From the line that has "Mark the large" down to the final line of the listing below, transcribe every line exactly, and only those.

↓

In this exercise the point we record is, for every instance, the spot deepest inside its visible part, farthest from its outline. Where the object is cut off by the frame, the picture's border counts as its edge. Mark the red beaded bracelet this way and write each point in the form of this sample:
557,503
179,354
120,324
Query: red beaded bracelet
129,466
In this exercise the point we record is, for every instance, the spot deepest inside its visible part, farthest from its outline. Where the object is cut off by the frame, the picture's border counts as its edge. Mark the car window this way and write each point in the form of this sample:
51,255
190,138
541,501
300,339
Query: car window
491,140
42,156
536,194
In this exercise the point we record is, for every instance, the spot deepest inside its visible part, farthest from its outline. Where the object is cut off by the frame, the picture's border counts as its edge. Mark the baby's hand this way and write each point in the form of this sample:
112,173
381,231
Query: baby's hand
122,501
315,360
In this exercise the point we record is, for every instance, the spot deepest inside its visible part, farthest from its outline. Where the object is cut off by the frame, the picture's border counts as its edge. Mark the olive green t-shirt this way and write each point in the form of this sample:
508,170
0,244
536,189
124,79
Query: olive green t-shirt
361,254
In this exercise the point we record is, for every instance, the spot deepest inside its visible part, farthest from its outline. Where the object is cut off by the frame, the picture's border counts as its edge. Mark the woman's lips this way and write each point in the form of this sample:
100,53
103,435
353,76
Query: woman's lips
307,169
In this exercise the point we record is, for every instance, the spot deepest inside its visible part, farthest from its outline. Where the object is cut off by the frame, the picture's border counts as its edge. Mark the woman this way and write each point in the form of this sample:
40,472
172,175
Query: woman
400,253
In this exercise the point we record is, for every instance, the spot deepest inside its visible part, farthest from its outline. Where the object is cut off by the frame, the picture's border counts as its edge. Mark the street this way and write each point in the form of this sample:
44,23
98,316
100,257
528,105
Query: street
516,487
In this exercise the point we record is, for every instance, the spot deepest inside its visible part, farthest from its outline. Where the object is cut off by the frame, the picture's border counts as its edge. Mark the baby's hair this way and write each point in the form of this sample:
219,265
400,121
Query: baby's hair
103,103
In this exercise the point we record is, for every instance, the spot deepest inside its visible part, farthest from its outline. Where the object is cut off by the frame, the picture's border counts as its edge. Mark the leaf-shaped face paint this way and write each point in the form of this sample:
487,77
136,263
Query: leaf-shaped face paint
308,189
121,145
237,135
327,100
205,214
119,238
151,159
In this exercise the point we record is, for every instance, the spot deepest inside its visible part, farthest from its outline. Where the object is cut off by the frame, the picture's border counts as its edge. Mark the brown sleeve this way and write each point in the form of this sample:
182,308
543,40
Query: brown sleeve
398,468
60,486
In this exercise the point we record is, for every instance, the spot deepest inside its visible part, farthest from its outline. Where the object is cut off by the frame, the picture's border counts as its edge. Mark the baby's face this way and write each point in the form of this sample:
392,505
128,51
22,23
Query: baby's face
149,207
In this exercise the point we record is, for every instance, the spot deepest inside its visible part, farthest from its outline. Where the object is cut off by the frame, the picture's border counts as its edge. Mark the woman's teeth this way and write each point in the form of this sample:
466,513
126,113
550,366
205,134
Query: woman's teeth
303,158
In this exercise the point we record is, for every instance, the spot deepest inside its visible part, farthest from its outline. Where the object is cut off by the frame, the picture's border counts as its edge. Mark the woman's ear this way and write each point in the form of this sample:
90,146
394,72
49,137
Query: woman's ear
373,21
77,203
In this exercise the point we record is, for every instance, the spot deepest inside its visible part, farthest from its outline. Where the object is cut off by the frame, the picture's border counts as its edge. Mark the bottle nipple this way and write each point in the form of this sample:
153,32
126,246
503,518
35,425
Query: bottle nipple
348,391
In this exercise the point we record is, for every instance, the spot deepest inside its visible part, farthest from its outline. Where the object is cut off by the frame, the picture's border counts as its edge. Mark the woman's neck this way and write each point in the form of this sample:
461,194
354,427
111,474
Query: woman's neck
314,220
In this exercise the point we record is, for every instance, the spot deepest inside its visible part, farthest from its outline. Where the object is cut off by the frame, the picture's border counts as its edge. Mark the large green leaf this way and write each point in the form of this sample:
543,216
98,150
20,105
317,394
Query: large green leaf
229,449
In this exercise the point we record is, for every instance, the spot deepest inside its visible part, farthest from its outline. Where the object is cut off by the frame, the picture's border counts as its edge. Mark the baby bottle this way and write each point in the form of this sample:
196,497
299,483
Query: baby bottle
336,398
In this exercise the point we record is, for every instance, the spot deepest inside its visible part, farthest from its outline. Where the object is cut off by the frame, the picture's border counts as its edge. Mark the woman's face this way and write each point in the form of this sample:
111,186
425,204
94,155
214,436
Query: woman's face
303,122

↑

EXERCISE ANSWER:
In this exercise the point we record is, for every instance, the spot deepest inside its visible part, farthest from its outline. Where the object is cut off by the frame, the picture's border counts as its edge. Mark the large green leaf this way and write each point in the form of this sample:
543,216
98,150
20,105
317,394
Query: large green leaf
229,449
In this exercise the point we record is, for every instance, the spot deepest inside its visible part, farthest from its outline. Where the object is cut off by the frame, the picture's border counts as its edge. Mark the baby bottle this way and write each point in the form of this sample:
196,497
299,483
Query: baby bottle
336,398
In this exercise the point we record is, for every instance, the spot deepest inside its visible part, farthest from its outline. Where the object is cut off by the frame, the picture's border counts as its edge. Mark the woman's face this way and write each point in the form of this sample:
111,186
425,204
94,155
214,436
Query: woman's face
303,122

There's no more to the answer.